* Begin Provided passage *
After conducting a review in 2022, the CFPB determined that the Policies failed to advance their stated objective of facilitating consumer-beneficial innovation. 3 The CFPB also determined that the existing Policies failed to meet appropriate standards for transparency and stakeholder participation. The CFPB rescinded the policies and the CFPB continued to develop new protocols to ensure that such tools were consistent with the objectives of the Consumer Financial Protection Act and did not raise ethical concerns.
Footnotes:
3 ?Statement on Competition and Innovation, 87 FR 58439 (Sept. 27, 2022).
As noted above, the CFPB experienced a number of potential abuses and challenges with the NAL policy that led to the decision to allow the prior policy to expire. For example, the CFPB granted Upstart Network a NAL in 2017, 4 committing to not enforce the Equal Credit Opportunity Act (ECOA) against the company for their use of "artificial intelligence" in credit underwriting on behalf of bank partners. Despite the fact that other companies had similar models, Upstart became a leader in this market after receiving the NAL, and outside observers appear to have interpreted the NAL as an endorsement that Upstart's model did not violate the ECOA. 5 The CFPB extended that NAL in November 2020. 6 Immediately after the extension, Upstart closed its initial public offering and began trading its stock on the Nasdaq Global Select Market on December 16, 2020, 7 with an initial market capitalization of $1.88 billion. 8 In 2021, Upstart originated 1.3 million loans, totaling $11.8 billion, on behalf of bank partners.
Footnotes:
4 ? Id.
5 ?MARCO DI MAGGIO, DIMUTHU RATNADIWAKARA, & DON CARMICHAEL, INVISIBLE PRIMES: FINTECH LENDING WITH ALTERNATIVE DATA, 3 (HARVARD BUSINESS SCHOOL, 2021), https://www.hbs.edu/ris/Publication%20Files/22-024_80dc9115-69cc-4564-99c6-3a937f275d31.pdf .
6 ? https://www.consumerfinance.gov/rules-policy/competition-innovation/granted-applications/ .
7 ? https://ir.upstart.com/news-releases/news-release-details/upstart-announces-closing-initial-public-offering-and-full .
8 ? https://www.reuters.com/technology/lending-platform-upstarts-shares-jump-nasdaq-debut-2020-12-16/ .
* End Provided passage *
* Begin Record excerpts *
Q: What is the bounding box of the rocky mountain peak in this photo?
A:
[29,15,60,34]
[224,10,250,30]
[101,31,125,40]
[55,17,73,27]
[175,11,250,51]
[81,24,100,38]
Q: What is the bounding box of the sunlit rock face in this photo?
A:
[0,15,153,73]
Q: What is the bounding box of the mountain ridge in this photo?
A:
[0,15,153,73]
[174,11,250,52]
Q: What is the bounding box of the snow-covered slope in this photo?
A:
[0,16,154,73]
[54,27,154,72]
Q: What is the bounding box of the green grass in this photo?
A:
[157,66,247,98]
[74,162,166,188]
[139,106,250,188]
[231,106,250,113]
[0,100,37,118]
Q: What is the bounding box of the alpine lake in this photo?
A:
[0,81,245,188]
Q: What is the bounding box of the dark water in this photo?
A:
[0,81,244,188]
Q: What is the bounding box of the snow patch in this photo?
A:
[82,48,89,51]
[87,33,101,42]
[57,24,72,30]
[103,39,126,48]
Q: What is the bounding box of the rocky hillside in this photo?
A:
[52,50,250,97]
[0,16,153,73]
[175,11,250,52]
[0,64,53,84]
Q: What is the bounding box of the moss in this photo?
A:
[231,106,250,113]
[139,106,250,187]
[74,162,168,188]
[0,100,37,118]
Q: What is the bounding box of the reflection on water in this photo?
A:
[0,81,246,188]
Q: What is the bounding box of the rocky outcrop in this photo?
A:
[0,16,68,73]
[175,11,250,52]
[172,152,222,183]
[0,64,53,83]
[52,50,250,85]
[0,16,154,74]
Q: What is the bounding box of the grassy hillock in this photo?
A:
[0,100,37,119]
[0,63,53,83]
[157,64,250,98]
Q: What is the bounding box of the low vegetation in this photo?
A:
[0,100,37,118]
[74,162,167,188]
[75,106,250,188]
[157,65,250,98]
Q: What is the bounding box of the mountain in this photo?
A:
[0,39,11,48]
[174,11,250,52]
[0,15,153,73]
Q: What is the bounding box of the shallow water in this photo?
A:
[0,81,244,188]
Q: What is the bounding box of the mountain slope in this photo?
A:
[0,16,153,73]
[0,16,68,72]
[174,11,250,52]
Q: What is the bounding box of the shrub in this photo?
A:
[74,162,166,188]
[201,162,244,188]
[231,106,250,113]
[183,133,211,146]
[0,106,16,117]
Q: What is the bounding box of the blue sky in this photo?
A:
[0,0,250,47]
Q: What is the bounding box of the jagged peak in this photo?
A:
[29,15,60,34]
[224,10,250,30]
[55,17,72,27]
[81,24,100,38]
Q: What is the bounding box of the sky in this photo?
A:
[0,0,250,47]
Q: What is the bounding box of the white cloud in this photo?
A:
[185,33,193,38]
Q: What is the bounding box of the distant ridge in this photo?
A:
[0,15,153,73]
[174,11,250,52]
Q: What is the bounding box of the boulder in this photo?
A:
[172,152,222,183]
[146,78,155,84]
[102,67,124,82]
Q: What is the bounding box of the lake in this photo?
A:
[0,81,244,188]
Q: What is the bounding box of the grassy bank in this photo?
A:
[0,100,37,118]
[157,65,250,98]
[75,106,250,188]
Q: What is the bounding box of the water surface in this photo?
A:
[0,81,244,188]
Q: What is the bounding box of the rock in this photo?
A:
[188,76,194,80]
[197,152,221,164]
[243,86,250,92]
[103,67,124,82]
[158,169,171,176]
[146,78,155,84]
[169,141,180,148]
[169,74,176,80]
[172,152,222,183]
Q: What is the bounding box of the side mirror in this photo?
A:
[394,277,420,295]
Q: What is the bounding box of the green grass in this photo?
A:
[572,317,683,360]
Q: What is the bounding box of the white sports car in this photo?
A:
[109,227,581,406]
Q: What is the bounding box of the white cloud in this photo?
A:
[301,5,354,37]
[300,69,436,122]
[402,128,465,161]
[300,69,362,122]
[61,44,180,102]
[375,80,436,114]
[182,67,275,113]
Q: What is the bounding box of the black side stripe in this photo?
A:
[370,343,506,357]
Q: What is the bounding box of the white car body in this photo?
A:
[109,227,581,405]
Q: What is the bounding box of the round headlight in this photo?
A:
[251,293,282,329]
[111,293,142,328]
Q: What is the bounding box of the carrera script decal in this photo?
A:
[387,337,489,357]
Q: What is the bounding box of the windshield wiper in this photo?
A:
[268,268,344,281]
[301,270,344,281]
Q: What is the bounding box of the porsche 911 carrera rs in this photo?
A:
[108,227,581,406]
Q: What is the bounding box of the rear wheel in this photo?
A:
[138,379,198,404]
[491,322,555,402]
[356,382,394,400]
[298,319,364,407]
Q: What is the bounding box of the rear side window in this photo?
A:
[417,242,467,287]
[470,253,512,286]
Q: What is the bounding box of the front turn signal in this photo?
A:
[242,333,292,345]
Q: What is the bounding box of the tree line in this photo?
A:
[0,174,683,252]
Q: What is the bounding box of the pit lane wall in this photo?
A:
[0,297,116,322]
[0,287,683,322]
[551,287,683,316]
* End Record excerpts *
■ Do this:
How would you sum up the CFPB passage in two sentences?

■ The result:
After a 2022 review, the CFPB found that its Policies failed to advance consumer-beneficial innovation and did not meet appropriate standards for transparency and stakeholder participation, so it rescinded them and kept developing new protocols. As one example of the problems with the NAL policy, the CFPB granted Upstart Network a NAL in 2017, after which Upstart became a market leader, and extended it in November 2020, immediately after which Upstart went public on the Nasdaq before originating 1.3 million loans totaling $11.8 billion in 2021.